(AIM): Copy every line of the rows below, requests included, and scale each answer coordinate by 0.8, rounding to whole numbers with halves rounded up. Keep the numbers in the requests and their format samples unchanged, and leave the pictures out.

(RECORDS FOR THIS TASK):
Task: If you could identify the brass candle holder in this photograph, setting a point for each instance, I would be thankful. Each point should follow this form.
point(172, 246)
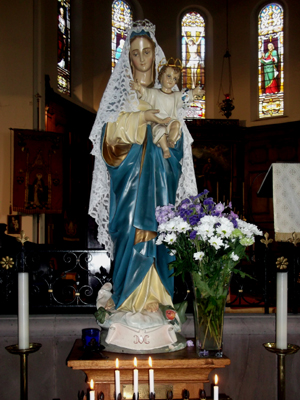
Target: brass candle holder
point(23, 353)
point(281, 353)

(OUTPUT FOR THIS TASK):
Task: If you could identify the brass candle holder in this photograph, setting a point for each instance, I would be thankful. Each point should follow this form.
point(172, 246)
Target: brass candle holder
point(18, 282)
point(225, 282)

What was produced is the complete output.